|Election||Premier at election||Premier's party||Premier after election||Premier's party|
|VIC 6 December 1952||John Gladstone Black McDonald||Country Party||John Cain [snr]||Australian Labor Party|
Defeat in parliament (Hollway): Beginning of McDonald's first period in office; The Governor agreed to a request by Premier Hollway for parliament to be dissolved and a general election for the Assembly was held on 13 May 1950. Earlier that year, the Liberal Party had changed its name to the Liberal and Country Party as part of the continuing rivalry between Liberals and the Country Party (see Costar, pp 233-234 in 'References' for the previous period in office). At the election, the Liberal and Country Party maintained its 27 seats, while the Australian Labor Party won 24, a gain of 7, at the expense of the Country Party which lost 7 seats to hold 13 seats. Hollway continued in office and reconstructed his ministry on 19 June (see Hughes and Graham, p.133 in 'Sources', below); Parliament convened on 20 June.
After the election, negotiations began between the Country Party and the Labor Party to defeat the government. This was achieved in a vote on a no-confidence motion taken on 22 June 1950 which the government lost 38 to 24; Victoria Parliamentary Debates,1950-51 Session, vol. 232, 22 June, pp 25-132. Hollway sought another dissolution but was refused by the Governor; Hollway then resigned. McDonald, the leader of the Country Party, was commissioned to form a government and became Premier of a Country Party minority government on 27 June 1950, with conditional support from the Australian Labor Party.
The circumstances under which the Labor Party agreed to support a Country Party minority government are described in Costar, pp 243-247 (see 'References', below). Once the minority government had been formed, the '... Liberal and Country Party then sought to defeat the new government by offering to support a Labor Government for a limited period during which a redistribution of electorates could be made, but the Labor Party rejected the suggestion.' Hughes and Graham, p.133 (see 'Sources', below).

◇ ◇ ◇ ◇ ◇ ◇ ◇

AIM 1
Copy from the passage on Victoria's 1950 change of government, starting with "The circumstances under" and going on through "(see 'Sources', below).".
AIM 2
According to the passage on Victoria's 1950 change of government, by what count did the government lose the no-confidence vote of 22 June 1950?

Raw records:
◇ ◇ ◇ ◇ ◇ ◇ ◇

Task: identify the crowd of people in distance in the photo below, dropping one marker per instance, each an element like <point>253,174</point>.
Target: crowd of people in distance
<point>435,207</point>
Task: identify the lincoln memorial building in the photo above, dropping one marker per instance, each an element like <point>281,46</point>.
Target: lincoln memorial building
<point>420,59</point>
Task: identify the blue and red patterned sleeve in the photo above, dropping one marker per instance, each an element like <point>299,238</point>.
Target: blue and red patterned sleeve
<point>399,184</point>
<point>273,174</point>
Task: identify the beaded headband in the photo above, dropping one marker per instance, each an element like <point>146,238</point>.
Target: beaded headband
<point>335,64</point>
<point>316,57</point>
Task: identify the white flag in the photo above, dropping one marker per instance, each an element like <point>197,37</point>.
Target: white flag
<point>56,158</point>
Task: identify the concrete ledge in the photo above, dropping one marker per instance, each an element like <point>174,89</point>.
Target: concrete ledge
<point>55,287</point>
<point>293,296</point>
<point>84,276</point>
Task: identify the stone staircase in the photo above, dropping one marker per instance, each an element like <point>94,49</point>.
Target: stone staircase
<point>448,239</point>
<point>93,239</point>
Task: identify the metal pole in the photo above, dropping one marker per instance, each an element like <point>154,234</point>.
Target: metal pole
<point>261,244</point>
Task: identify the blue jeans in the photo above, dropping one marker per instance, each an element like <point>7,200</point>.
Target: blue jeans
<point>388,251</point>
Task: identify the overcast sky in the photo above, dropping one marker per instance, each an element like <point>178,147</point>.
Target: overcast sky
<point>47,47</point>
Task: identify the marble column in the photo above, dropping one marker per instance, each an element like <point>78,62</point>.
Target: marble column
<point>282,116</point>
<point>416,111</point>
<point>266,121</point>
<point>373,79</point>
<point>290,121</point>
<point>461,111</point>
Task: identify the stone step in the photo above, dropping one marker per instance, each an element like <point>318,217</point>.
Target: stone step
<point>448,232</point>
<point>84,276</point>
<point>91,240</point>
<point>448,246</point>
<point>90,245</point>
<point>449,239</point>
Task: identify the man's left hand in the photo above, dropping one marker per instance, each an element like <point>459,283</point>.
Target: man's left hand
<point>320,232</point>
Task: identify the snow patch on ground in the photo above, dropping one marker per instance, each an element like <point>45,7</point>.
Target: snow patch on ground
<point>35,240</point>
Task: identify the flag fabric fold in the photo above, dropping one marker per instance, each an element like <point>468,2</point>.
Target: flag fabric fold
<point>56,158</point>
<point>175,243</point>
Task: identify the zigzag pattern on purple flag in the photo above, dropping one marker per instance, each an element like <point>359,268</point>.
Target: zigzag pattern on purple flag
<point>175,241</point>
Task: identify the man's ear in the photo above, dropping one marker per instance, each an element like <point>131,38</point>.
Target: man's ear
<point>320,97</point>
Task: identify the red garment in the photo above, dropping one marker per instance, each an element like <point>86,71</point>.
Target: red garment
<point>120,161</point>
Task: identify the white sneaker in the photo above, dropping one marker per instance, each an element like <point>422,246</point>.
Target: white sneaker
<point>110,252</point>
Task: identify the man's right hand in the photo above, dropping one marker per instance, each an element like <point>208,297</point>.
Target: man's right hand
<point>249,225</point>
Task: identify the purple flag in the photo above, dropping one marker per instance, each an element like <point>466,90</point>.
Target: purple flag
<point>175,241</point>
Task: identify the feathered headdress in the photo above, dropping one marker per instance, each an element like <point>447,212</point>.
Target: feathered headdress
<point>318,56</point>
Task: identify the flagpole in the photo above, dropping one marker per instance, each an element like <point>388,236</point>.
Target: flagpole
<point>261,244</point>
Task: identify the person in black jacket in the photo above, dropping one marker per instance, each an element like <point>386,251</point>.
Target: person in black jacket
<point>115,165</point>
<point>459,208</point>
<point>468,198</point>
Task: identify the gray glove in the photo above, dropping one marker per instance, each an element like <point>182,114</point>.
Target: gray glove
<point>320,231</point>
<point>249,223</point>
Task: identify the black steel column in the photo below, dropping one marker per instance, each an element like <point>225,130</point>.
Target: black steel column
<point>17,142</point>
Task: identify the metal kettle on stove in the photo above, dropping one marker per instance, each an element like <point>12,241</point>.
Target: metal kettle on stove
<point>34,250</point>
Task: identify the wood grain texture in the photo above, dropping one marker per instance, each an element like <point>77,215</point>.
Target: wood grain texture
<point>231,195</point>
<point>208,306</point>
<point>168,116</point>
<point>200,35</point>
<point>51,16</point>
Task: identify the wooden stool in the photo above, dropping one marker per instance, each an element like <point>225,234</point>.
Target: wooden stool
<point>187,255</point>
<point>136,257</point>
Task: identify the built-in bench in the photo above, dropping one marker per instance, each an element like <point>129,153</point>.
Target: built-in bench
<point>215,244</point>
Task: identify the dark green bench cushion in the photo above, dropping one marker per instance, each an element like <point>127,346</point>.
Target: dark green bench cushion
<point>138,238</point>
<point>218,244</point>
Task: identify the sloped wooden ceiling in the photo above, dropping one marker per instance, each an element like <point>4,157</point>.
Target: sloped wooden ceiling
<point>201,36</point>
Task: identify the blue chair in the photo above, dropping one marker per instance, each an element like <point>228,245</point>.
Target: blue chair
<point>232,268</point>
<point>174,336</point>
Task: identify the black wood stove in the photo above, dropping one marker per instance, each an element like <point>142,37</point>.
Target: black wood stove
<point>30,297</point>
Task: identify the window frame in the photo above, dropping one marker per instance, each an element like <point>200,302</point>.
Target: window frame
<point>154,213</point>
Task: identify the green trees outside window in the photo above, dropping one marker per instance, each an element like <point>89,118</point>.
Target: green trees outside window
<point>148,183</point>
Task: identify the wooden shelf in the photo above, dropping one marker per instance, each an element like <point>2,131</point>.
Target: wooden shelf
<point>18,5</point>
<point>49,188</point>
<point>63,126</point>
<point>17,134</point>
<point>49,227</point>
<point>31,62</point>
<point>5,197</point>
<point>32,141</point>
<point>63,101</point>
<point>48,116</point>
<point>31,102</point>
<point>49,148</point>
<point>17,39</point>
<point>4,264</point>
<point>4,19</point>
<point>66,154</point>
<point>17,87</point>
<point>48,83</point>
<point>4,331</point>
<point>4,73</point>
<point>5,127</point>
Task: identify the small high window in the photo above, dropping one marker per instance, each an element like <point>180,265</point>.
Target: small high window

◇ ◇ ◇ ◇ ◇ ◇ ◇

TASK ANSWER 1
The circumstances under which the Labor Party agreed to support a Country Party minority government are described in Costar, pp 243-247 (see 'References', below). Once the minority government had been formed, the '... Liberal and Country Party then sought to defeat the new government by offering to support a Labor Government for a limited period during which a redistribution of electorates could be made, but the Labor Party rejected the suggestion.' Hughes and Graham, p.133 (see 'Sources', below).

TASK ANSWER 2
It lost 38 to 24.